● **What you should do**: Please repeat the part of the SAS forum thread below between "BookmarkSubscribeRSS Feed" and "for ID #1..", inclusive, word for word.

● **Selected extract**:
= = =

BookmarkSubscribeRSS Feed
🔒 This topic is solved and locked. Need further help from the community? Please sign in and ask a new question.
Tommy1
Quartz | Level 8

Hi SAS Community,

 

I have a data set where I am trying to find the max grade for each ID. This is simple enough using Proc SQL and then using a group by statement.

 

There are two problems that I am running into , the first is I am trying to identify the model where the max grade comes from and assign that model for each row with the same ID. In the example below,  for ID #1 model b has a higher grade of 2 than a that only has a grade of 1, so model b would be assigned as the max_ model for ID #1.. 

 

The second problem that I am trying to tackle is the same as the first problem with an added nuance, If there are multiple models that have the same highest grade for the ID, I want to pick the one one with the highest amount value. In the example below, for ID #2 has two models have the same max grade of 3. Since model a has a higher value, I would assign a to every row for ID 2

 

This is an example of my data

id         model       grade       amount

1             a               1               10

1             b               2               10

2             a               3               20

2             b               3               10

 

This is what I envision my data to look like in the end

id         model       grade       amount    max_grade max_model

1             a               1               10            2                 b

1             b               2               10            2                 b

2             a               3               20            3                 a

2             b               3               10            3                 a

 

Please reach out if you have any questions or need me to clarify anything.

 

Best,

Tom

1 ACCEPTED SOLUTION

Accepted Solutions
PGStats
Opal | Level 21

You will need a data step:

 

proc sort data=have; by id descending grade descending amount; run;

data want;
set have;
by id;
retain max_grade max_model;
if first.id then do;
	max_grade = grade;
	max_model = model;
	end;
run;

solves both problems.

PG

View solution in original post

9 REPLIES 9
PaigeMiller
Diamond | Level 26

PROC SUMMARY allows you to identify the ID value (where ID can be any variable) that produces the maximum. Here is an example:

 

https://documentation.sas.com/?docsetId=proc&docsetVersion=9.4&docsetTarget=n18axszmd7up03n1densx922...

 

As far as the second problem, I think you'd have to do some coding in a DATA step or SQL.

--
Paige Miller
Reeza
Super User

Use BY group + SORT

 

Something like this, untested.

= = =

● **Recorded information**:
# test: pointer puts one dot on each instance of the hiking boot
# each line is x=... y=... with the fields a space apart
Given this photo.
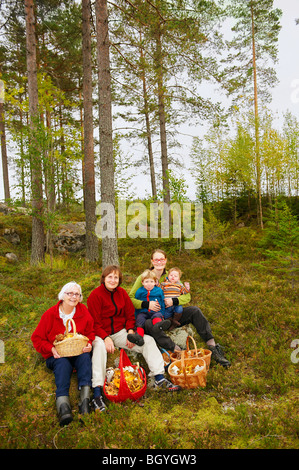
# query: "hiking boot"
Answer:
x=161 y=325
x=218 y=355
x=64 y=410
x=98 y=404
x=165 y=384
x=84 y=406
x=136 y=339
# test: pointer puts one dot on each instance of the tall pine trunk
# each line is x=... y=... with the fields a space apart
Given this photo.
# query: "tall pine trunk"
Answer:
x=38 y=235
x=148 y=130
x=92 y=244
x=109 y=244
x=4 y=153
x=256 y=123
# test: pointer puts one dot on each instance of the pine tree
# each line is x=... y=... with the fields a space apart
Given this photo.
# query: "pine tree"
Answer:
x=92 y=249
x=109 y=244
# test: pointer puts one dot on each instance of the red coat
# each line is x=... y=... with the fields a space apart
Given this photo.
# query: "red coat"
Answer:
x=111 y=311
x=50 y=325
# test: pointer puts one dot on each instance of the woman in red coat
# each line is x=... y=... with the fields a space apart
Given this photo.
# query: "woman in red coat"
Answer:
x=114 y=318
x=52 y=323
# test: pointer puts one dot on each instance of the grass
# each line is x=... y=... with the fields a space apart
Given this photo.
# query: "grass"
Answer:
x=253 y=313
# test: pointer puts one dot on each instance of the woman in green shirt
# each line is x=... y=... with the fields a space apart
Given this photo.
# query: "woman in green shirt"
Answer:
x=190 y=314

= = =

● **Answer for the task**:
BookmarkSubscribeRSS Feed
🔒 This topic is solved and locked. Need further help from the community? Please sign in and ask a new question.
Tommy1
Quartz | Level 8

Hi SAS Community,

 

I have a data set where I am trying to find the max grade for each ID. This is simple enough using Proc SQL and then using a group by statement.

 

There are two problems that I am running into , the first is I am trying to identify the model where the max grade comes from and assign that model for each row with the same ID. In the example below,  for ID #1 model b has a higher grade of 2 than a that only has a grade of 1, so model b would be assigned as the max_ model for ID #1..